Job: Pick out every line in the listing below that contains the string "metal". Matches are case-sensitive.

Records to process:
● ● ● ●

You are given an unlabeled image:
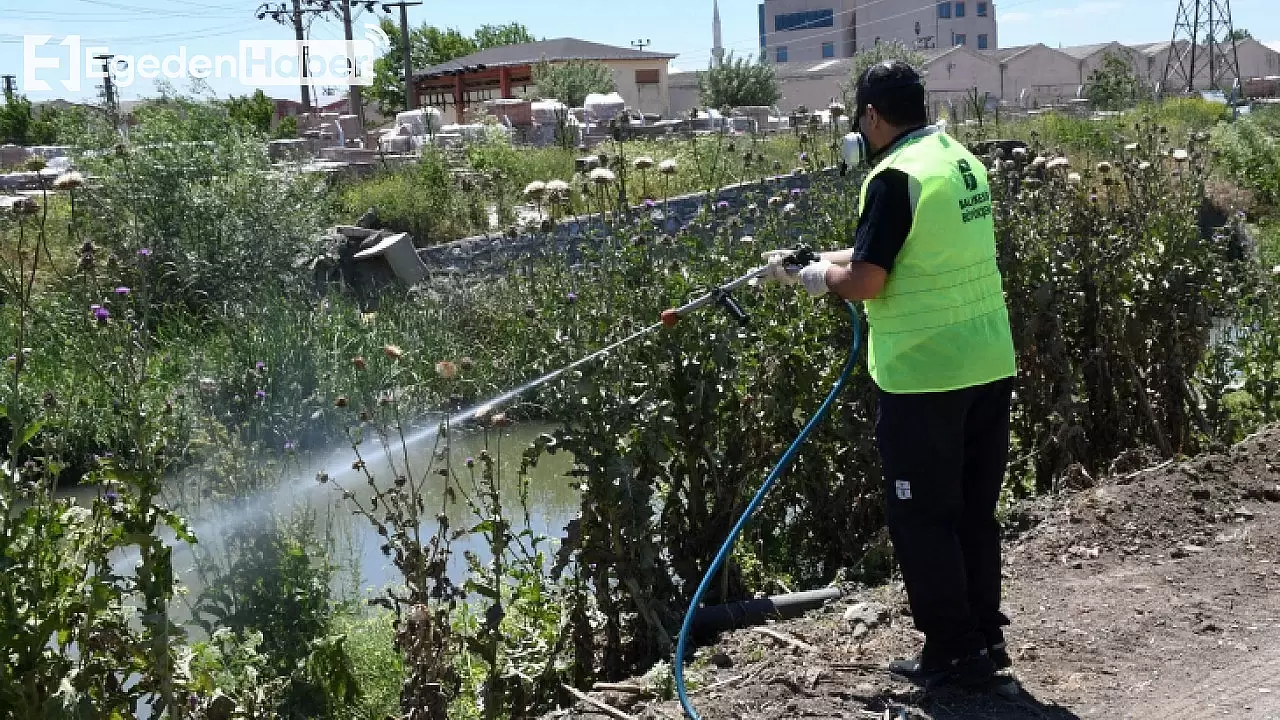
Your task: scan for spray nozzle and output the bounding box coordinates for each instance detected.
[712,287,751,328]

● ● ● ●

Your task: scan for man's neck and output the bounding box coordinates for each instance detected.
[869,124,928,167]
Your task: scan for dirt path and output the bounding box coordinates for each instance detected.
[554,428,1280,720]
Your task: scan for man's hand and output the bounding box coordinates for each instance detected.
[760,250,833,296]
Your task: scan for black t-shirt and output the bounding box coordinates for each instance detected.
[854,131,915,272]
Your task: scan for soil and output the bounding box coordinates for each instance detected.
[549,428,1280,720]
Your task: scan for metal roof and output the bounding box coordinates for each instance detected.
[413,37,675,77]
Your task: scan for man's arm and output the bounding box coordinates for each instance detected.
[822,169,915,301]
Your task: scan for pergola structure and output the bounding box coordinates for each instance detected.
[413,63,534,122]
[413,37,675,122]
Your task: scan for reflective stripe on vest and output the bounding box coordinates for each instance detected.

● ● ● ●

Answer for the task:
Your task: scan for metal roof and output the bounding box coordinates for each instance detected.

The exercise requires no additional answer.